DOCUMENT EXCERPT –
____

Other days
100 YEARS AGO
March 2, 1923
NEW YORK — Fritz Roemmling and Catherine Plugger, sweetheart stowaways who arrived from Germany on the steamer Mount Clinton, have been ordered deported. Roemmling, attired as a seaman, walked casually aboard the vessel before she left Hamburg, and stowed away in the hold. Miss Plugger said she followed him via the anchor chain, which she climbed hand over hand.
50 YEARS AGO
March 2, 1973
■ Al Allen, head of the Art Department at the University of Arkansas at Little Rock, has won a $500 purchase award of the Brooks League for an accrylic construction, “Winter Waiting,” that he entered in the Mid-South Exhibition at Memphis’ Brooks Memorial Art Gallery. Allen’s paintings have been accepted in 13 Mid-South exhibitions, including seven of the last eight. Last year, 22 of his works were accepted in 11 other juried shows. He won 10 awards.
25 YEARS AGO
March 2, 1998
DES MOINES, Iowa — With their father grinning ear-to-ear and their mother crying, the world’s first surviving septuplets were together at home Sunday after the last two babies were released from the hospital. Natalie and Alexis McCaughey joined their brothers and sisters, who came home in January, in a small three-bedroom house in Carlisle where some 60 volunteers work shifts to care for the babies. “It’s great, finally, everybody under one roof,” said the babies’ father, Kenny McCaughey, carrying the bundled-up girls in separate car seats as the family left Blank Children’s Hospital in Des Moines. The four boys and three girls were born Nov. 19, about nine weeks early.

____

(Recorded data)
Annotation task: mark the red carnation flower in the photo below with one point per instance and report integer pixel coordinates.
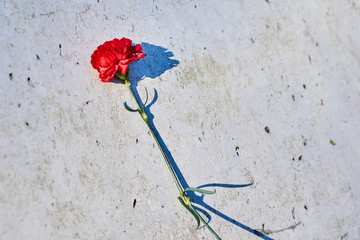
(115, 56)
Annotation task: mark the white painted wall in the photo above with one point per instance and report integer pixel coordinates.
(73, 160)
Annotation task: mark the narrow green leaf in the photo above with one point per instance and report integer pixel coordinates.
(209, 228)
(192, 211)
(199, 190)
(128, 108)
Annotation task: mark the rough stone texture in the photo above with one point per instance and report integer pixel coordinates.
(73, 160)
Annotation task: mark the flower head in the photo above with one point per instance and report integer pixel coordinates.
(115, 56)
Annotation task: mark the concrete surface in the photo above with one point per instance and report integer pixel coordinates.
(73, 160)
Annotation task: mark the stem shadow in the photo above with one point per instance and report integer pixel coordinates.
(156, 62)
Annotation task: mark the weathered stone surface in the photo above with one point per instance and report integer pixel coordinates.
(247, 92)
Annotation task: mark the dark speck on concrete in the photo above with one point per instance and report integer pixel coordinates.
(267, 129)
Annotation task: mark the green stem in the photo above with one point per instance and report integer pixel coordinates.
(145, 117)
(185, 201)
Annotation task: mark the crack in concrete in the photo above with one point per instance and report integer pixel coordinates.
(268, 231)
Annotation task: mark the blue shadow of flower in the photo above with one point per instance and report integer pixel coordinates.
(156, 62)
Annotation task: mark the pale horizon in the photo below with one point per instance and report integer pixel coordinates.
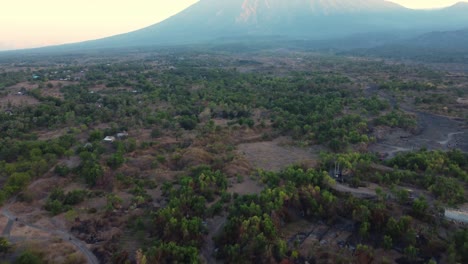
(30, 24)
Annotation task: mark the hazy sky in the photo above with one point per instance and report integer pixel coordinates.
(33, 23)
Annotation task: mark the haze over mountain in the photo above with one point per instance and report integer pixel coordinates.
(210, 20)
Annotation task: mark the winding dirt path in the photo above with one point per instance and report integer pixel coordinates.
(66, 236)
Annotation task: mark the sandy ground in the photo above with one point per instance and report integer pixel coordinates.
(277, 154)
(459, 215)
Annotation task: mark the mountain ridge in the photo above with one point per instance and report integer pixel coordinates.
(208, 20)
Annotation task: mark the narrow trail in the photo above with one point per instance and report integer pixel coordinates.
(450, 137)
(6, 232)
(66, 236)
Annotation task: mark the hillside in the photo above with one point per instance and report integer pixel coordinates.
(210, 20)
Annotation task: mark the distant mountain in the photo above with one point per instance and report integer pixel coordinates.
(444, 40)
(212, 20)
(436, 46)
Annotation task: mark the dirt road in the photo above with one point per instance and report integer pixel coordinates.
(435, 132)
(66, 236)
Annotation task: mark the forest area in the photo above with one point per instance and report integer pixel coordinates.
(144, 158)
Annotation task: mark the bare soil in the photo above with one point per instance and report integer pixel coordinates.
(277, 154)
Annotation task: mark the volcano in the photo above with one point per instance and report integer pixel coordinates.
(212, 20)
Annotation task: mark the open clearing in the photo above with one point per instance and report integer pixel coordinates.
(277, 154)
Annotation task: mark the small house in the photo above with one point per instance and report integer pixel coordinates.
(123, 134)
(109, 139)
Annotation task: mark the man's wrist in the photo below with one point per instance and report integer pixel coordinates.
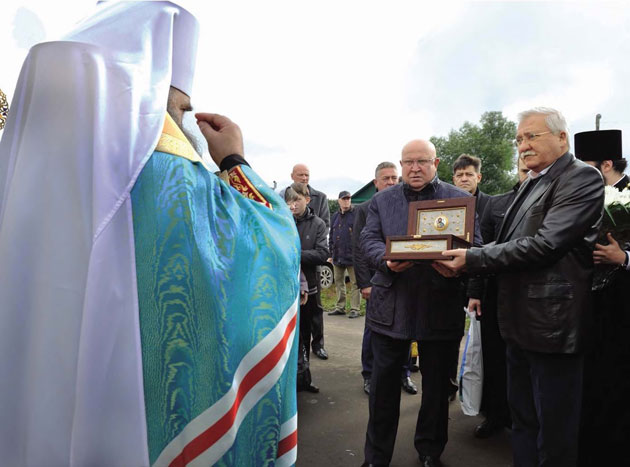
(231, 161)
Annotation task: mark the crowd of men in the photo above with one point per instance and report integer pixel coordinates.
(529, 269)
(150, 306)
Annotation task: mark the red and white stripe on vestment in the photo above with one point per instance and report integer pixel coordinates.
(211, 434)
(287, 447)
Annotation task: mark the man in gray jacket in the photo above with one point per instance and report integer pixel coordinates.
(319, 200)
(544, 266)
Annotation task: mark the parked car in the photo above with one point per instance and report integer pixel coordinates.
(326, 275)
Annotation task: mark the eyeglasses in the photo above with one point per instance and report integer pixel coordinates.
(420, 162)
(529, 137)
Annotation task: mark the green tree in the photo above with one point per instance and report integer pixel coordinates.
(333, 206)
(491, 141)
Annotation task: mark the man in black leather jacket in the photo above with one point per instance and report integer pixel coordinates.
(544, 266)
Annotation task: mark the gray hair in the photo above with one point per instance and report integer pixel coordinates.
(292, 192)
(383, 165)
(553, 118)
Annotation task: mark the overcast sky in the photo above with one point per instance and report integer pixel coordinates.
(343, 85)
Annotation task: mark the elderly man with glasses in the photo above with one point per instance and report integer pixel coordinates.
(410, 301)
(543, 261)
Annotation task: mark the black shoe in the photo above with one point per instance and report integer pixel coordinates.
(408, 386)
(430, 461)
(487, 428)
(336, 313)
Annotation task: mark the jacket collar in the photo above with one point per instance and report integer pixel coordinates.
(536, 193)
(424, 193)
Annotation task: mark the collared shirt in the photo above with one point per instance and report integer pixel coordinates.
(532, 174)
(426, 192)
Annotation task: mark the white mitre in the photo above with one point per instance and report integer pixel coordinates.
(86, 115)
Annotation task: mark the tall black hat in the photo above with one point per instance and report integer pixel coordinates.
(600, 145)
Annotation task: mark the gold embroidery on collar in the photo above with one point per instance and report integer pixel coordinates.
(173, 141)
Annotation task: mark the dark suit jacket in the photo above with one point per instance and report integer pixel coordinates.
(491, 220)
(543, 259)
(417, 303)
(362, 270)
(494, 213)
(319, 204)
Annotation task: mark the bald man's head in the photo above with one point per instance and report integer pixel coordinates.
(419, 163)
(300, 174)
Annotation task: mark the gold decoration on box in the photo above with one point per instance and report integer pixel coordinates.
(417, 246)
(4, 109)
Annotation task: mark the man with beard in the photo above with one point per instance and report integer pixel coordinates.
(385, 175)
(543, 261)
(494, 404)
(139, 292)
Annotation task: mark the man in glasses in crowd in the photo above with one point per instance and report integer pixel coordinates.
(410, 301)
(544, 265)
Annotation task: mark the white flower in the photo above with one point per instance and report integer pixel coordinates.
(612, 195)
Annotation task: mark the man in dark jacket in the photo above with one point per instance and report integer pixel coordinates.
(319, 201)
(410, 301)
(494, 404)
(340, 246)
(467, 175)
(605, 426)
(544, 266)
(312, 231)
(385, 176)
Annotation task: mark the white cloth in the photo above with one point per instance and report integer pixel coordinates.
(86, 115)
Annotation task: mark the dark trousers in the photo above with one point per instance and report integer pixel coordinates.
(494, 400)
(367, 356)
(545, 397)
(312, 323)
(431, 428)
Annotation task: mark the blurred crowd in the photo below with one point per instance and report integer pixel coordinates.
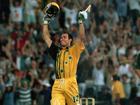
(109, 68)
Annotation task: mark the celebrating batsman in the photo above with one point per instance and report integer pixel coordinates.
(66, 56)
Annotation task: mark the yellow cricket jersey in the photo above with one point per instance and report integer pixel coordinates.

____

WHAT TO DO –
1 > Could you give the Other Days column again, starting with "50 YEARS AGO" and going on through "won 10 awards.", replacing "purchase award" with "acquisition prize"?
2 > How would the Other Days column carry on from where it stops?
The recorded data is separate from the Other Days column.

RESPONSES BY TASK –
1 >
50 YEARS AGO
March 2, 1973
■ Al Allen, head of the Art Department at the University of Arkansas at Little Rock, has won a $500 acquisition prize of the Brooks League for an accrylic construction, “Winter Waiting,” that he entered in the Mid-South Exhibition at Memphis’ Brooks Memorial Art Gallery. Allen’s paintings have been accepted in 13 Mid-South exhibitions, including seven of the last eight. Last year, 22 of his works were accepted in 11 other juried shows. He won 10 awards.

2 >
10 YEARS AGO
March 2, 2013
■ It’s the small touches like wood moulding and family-size kitchen tables that make the building at 1000 S. Main St. feel less like a former car dealership and more like a haven. The Veterans Day Treatment Center will open its doors Monday to provide services, including primary medical and psychological care, for central Arkansas veterans, many of whom are or have recently been homeless. The center run by the Central Arkansas Veterans Healthcare System is one of only a handful across the country to offer wide-ranging services from housing help to physical examinations and group therapy under one roof. “This is one of only a few centers in the country that operate in such a comprehensive way,” said Estella Morris, the center’s director. “We wanted this center to have those touches that made it feel a little more like home and so that the veterans could take ownership of it and feel rightly that their service was appreciated.”